— begin Data for this exercise —

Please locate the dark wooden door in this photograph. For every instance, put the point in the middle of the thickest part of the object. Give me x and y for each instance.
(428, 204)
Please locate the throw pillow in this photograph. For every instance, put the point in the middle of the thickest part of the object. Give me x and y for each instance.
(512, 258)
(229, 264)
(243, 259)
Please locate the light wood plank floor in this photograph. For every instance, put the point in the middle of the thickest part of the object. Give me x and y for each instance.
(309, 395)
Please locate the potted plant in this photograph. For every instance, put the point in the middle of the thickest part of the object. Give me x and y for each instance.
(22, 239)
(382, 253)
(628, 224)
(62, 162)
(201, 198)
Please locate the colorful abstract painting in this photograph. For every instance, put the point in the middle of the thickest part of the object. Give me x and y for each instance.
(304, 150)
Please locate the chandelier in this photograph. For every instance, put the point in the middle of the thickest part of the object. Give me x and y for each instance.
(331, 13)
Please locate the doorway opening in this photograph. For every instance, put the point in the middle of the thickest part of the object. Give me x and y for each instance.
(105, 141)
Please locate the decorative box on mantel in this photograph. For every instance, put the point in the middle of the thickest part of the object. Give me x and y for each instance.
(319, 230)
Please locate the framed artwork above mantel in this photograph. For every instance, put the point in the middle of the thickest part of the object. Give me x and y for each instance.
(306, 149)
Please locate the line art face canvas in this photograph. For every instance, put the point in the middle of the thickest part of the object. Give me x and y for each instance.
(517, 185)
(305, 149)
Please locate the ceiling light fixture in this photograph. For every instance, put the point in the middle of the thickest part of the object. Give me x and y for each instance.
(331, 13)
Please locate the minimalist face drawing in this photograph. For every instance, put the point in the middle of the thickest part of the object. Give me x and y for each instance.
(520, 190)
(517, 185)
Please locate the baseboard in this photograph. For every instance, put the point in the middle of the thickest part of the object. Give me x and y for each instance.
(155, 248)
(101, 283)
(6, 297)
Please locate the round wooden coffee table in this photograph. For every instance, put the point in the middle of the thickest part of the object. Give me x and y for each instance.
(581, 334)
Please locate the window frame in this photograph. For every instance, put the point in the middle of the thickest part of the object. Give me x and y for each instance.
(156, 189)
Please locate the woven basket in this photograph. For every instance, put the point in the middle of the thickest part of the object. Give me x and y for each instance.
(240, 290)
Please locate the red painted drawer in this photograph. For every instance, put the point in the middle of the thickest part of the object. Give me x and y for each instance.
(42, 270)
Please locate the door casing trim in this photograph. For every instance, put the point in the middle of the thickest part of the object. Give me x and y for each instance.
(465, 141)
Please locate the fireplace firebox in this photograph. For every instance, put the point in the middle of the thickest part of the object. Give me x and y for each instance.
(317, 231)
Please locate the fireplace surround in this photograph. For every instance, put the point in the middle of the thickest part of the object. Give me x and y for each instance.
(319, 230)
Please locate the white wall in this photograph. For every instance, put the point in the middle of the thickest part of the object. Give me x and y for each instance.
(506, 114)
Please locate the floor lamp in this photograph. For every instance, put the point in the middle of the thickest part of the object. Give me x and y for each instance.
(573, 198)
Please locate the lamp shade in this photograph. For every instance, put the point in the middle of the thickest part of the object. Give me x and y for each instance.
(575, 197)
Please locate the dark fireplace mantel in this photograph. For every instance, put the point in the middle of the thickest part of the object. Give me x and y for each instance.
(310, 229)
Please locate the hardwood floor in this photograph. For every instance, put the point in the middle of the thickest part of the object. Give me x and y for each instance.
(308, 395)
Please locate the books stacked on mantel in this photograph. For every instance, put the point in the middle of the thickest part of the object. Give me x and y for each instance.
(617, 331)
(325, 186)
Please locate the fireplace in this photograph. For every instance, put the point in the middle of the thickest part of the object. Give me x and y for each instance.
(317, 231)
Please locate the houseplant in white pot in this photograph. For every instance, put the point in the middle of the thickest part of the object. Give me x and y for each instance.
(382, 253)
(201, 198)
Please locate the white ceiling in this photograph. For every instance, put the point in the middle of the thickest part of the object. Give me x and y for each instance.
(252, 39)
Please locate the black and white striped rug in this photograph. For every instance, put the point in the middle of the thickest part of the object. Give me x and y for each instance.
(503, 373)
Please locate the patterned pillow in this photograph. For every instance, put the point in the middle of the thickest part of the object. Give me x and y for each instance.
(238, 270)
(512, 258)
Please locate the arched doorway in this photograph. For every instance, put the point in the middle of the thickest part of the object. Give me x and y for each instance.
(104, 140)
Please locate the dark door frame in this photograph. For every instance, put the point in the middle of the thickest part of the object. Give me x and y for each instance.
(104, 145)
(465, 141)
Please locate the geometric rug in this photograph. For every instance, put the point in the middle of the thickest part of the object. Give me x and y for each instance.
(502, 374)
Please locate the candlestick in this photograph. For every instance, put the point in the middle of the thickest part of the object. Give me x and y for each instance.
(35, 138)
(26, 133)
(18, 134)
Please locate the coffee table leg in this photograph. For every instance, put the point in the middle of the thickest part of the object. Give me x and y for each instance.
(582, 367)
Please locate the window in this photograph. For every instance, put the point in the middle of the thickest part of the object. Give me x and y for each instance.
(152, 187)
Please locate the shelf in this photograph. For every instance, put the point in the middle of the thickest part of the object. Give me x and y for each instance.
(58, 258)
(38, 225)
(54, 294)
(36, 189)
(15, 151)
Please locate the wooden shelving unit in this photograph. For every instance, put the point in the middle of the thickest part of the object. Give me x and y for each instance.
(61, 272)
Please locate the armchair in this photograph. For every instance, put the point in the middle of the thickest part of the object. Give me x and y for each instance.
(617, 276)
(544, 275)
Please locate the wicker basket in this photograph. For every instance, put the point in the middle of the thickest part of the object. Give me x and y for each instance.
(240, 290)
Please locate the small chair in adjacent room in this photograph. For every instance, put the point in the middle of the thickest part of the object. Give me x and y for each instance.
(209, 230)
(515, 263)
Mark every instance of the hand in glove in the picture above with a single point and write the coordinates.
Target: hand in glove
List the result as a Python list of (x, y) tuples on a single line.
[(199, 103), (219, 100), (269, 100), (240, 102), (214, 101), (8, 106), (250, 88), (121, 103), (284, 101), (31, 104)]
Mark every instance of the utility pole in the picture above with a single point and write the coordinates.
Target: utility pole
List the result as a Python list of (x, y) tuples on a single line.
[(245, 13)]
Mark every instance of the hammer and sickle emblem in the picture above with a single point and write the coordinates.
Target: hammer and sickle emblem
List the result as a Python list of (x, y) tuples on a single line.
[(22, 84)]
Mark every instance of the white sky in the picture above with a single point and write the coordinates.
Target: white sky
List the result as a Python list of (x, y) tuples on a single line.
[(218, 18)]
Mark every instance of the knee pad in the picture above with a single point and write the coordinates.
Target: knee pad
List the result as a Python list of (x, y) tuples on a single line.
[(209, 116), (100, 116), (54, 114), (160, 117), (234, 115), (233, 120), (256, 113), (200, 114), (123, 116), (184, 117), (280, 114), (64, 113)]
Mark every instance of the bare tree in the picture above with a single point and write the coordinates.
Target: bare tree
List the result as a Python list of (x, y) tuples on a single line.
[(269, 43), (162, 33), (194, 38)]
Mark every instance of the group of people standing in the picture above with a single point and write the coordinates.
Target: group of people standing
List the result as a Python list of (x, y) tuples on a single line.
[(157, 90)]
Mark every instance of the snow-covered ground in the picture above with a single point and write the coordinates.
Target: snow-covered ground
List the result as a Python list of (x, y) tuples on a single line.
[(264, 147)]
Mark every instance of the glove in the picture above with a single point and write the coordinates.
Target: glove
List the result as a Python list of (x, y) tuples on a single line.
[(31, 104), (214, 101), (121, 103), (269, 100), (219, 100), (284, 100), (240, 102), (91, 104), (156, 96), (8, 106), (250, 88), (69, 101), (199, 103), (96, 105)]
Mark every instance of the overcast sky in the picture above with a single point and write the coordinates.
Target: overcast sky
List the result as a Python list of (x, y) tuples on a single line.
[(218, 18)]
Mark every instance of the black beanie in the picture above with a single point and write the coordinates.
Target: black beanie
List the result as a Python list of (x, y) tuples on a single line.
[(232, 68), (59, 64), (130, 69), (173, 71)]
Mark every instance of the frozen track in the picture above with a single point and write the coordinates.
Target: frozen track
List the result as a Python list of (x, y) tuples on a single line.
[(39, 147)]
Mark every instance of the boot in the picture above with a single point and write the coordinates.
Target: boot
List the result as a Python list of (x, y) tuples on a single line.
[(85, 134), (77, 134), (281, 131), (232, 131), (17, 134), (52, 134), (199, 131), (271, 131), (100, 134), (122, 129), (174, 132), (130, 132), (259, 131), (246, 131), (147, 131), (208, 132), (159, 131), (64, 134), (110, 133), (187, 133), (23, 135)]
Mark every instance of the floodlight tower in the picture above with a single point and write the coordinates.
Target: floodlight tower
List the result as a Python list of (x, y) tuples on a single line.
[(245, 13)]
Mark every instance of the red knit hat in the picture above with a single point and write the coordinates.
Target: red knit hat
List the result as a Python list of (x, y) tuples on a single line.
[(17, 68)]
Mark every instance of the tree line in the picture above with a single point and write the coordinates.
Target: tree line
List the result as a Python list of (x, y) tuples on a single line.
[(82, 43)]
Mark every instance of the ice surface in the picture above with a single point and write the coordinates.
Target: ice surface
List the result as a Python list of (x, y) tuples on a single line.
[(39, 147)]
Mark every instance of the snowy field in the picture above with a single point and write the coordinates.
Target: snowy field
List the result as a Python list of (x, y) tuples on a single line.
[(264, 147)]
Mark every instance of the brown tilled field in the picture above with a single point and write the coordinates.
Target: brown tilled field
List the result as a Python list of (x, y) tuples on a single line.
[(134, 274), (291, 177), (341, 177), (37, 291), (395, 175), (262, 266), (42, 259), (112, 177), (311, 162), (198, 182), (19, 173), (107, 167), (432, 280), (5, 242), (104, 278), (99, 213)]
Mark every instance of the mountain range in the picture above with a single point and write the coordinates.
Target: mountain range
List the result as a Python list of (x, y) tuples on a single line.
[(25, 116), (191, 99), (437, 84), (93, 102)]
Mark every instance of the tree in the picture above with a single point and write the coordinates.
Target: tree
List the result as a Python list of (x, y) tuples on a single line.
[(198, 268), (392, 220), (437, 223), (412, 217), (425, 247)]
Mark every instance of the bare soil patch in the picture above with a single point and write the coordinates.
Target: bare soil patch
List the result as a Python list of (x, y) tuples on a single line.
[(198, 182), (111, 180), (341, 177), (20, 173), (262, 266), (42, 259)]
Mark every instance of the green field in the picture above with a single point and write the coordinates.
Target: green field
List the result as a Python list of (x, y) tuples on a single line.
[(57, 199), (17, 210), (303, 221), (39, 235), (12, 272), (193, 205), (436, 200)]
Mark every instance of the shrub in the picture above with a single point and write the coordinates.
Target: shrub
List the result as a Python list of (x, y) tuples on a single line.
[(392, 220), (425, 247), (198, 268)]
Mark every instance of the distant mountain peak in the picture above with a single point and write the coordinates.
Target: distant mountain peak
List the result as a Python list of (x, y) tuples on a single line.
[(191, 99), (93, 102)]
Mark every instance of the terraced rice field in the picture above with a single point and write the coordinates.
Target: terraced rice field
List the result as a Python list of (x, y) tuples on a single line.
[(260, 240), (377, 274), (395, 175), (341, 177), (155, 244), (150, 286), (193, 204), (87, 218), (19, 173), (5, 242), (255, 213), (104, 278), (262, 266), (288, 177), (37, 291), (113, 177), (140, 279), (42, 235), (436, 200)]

— end Data for this exercise —

- What you should do: Put the lines of the records above, from the line with "Mark every instance of the glove" to the line with "[(232, 68), (59, 64), (130, 69), (173, 71)]", into a Markdown table with the columns Number and Line. Leave out blank lines.

- Solved problem:
| Number | Line |
|---|---|
| 1 | Mark every instance of the glove in the picture above with a single point and write the coordinates. |
| 2 | Target: glove |
| 3 | List the result as a Python list of (x, y) tuples on a single line. |
| 4 | [(31, 104), (214, 101), (121, 103), (269, 100), (219, 100), (284, 100), (240, 102), (91, 104), (156, 96), (8, 106), (250, 88), (69, 101), (199, 103), (96, 105)] |
| 5 | Mark every instance of the overcast sky in the picture above with a single point and write the coordinates. |
| 6 | Target: overcast sky |
| 7 | List the result as a Python list of (x, y) tuples on a single line. |
| 8 | [(218, 18)] |
| 9 | Mark every instance of the black beanie in the picture above with a single point and write the coordinates. |
| 10 | Target: black beanie |
| 11 | List the result as a Python list of (x, y) tuples on a single line. |
| 12 | [(232, 68), (59, 64), (130, 69), (173, 71)] |